Gather every line of the material below that contains the string "bridge". The match is case-sensitive.
----- ENTRIES SUPPLIED -----
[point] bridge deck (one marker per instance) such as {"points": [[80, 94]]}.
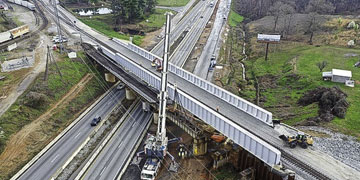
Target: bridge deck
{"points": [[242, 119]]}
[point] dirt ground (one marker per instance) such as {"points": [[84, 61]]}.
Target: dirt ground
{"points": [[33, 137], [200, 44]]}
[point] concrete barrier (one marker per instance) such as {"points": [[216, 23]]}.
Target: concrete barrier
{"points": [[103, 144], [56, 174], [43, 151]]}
-----
----- ENTRIES SUPPLIED -----
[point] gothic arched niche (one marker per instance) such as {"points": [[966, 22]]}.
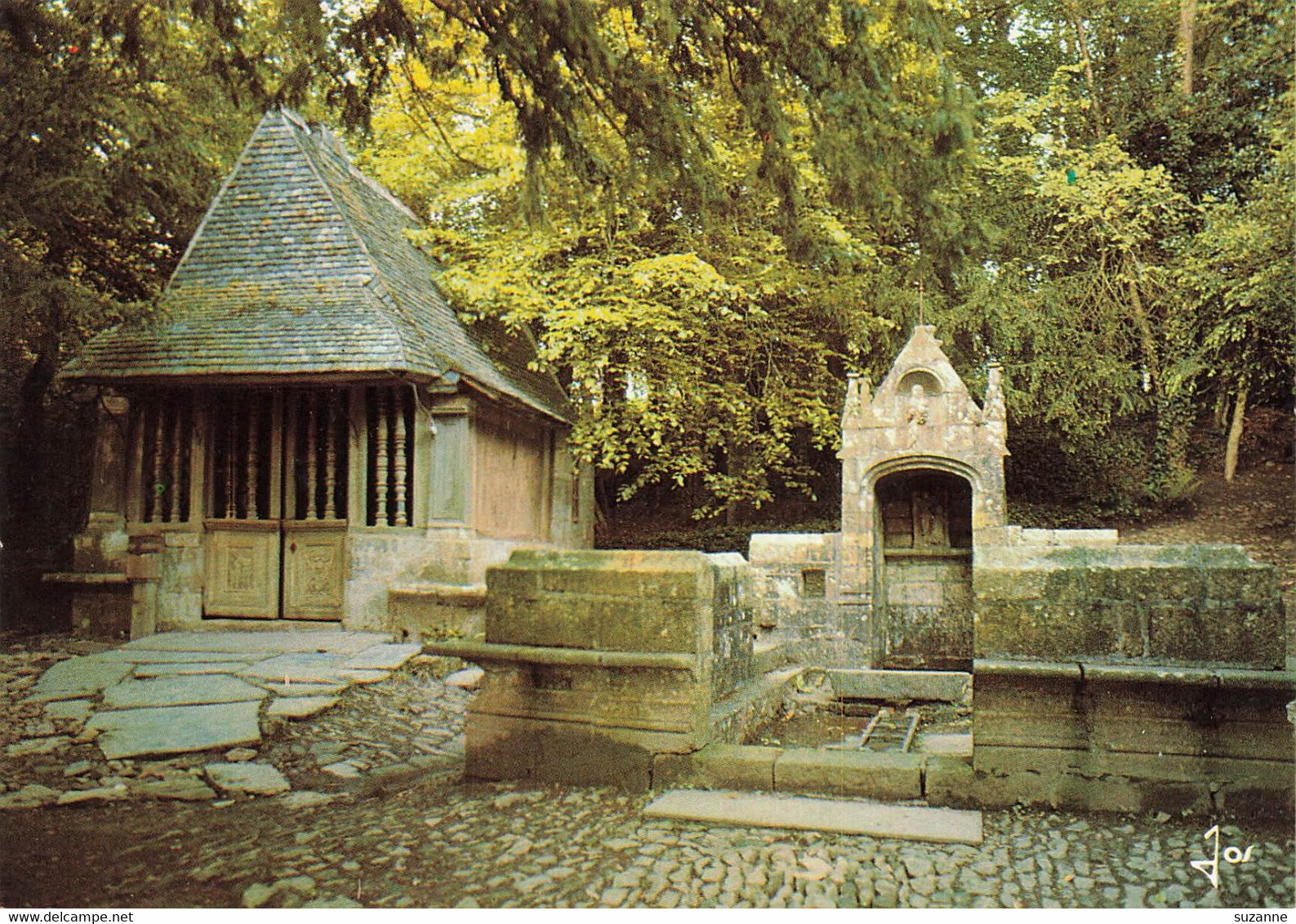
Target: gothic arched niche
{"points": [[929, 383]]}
-----
THE OUTPUT ::
[point] bridge deck (one marker per instance) such as {"points": [[80, 94]]}.
Target: bridge deck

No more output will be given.